**LIST OF TASKS:**
[A] Answer these questions from the excerpt on Synapse data threats, one answer per line, marked like the questions:
(i) What must end users do before Synapse lets them upload data?
(ii) What kind of control does the excerpt call the certification process?
(iii) Which associated queries are listed?
[B] For each statement below, say whether it agrees with the excerpt on Synapse data threats. Answer yes or no and quote the words from the excerpt that decide it.
(i) The certification process trains users on data handling.
(ii) The threats are to be identified through end user reporting alone.
(iii) Users receive upload rights before completing any training.
[C] Resume the excerpt on Synapse data threats, starting after its final sentence.

====== PAGE EXCERPT ======

Threat: A Synapse user intentionally or inadvertently accesses controlled data without qualification of their account
Identify through data warehouse query and end user reporting:
Users who have posted or access controlled data without the the appropriate validation property on their account.
Users who should have access removed at a prior time no longer have access
Threat: A Synapse user with significant access to data intentionally or inadvertently shares access
Identify through data warehouse query and end user reporting:
A single file downloaded multiple times by a single user
Associated queries: MD5 duplicates
, Restriction change of state
, Top downloaders
Data handling
Synapse allows end users to upload data once they have certified their account through a training module. The certification process is an administrative control that trains users on appropriate data handling procedures. Once granted data upload rights, an end user is expected to respect the permission sets associated with the data sets they handle.

====== DATA ROWS ======

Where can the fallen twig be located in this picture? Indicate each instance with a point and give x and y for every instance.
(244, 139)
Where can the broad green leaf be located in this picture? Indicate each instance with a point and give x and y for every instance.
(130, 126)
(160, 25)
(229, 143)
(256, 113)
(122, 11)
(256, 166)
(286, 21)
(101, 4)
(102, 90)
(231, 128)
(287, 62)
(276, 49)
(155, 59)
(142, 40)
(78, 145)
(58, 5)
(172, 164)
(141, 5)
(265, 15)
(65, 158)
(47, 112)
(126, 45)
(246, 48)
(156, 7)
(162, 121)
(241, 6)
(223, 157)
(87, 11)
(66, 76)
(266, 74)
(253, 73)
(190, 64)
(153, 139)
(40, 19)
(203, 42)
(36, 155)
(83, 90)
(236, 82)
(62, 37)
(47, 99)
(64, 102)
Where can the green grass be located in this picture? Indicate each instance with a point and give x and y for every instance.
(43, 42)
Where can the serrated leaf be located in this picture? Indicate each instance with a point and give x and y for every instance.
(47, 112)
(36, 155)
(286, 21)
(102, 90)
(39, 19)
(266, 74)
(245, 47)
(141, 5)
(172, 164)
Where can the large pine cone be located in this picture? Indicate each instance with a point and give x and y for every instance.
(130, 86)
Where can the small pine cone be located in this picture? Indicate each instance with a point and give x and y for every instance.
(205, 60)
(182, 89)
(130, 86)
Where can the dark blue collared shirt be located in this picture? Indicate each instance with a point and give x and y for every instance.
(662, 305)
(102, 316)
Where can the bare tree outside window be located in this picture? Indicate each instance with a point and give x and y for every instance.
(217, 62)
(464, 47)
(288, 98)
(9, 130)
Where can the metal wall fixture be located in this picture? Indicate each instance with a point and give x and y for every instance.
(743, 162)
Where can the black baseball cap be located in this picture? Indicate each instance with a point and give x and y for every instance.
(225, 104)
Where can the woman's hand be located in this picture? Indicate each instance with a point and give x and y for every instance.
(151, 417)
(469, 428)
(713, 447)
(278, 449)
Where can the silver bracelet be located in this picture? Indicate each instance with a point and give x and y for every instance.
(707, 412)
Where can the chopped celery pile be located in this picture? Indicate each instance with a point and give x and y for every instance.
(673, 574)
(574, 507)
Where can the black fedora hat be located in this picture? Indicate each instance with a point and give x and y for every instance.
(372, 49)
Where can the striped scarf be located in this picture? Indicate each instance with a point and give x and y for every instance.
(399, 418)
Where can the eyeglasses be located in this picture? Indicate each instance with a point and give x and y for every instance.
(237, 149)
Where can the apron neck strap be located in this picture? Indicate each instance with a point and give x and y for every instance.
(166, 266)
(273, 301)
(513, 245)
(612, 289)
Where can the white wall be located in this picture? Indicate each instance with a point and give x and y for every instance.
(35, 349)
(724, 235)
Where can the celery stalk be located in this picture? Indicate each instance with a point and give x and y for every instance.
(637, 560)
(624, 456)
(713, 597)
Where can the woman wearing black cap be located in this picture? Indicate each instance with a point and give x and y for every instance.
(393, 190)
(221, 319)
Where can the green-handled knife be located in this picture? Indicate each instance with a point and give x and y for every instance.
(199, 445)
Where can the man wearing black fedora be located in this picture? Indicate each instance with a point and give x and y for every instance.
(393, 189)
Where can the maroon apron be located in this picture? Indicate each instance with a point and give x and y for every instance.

======

**FINAL ANSWERS:**
[A]
(i) They must certify their account through a training module.
(ii) An administrative control.
(iii) MD5 duplicates, Restriction change of state, and Top downloaders.

[B]
(i) Yes: "trains users on appropriate data handling procedures"
(ii) No: "Identify through data warehouse query and end user reporting"
(iii) No: "Synapse allows end users to upload data once they have certified their account through a training module"

[C]
Threat: A Synapse superuser intentionally or accidentally copies or uploads a controlled data set without appropriate access controls
Identify through data warehouse query and end user reporting:
PHI accidentally/intentionally released without appropriate conditions
Original terms of data contribution are not respected. Data proliferated into Synapse beyond the original terms of use
Public Synapse spaces contain only data classified as public
Associated queries: MD5 duplicates
, Restriction change of state
Data loss
A Synapse account may be permitted to access many data sets of differing classifications. An incident of account sharing or account compromise may result in the download of a data set beyond what is intended according to an access restriction.
Threat: A Synapse account with extensive access to controlled data sets may be compromised:
Identify through data warehouse query and end user reporting:
Detecting the exfiltration of data from Synapse correlated with large-scale download activity by a user
Associated queries: Restriction change of state
, Top downloaders
Audit Constraints
The Synapse audit approach was revised in 2020 to focus on specific threats identified through a risk assessment process. Automated queries were designed to report on the activity related to each threat.
The audit reports are limited by the time spans available to the automated queries. Some queries are based on changes to properties of objects and a query may not be able to compare an event with activity outside of its observation window. In these cases, the query will not surface a conflict between the event and a prior state.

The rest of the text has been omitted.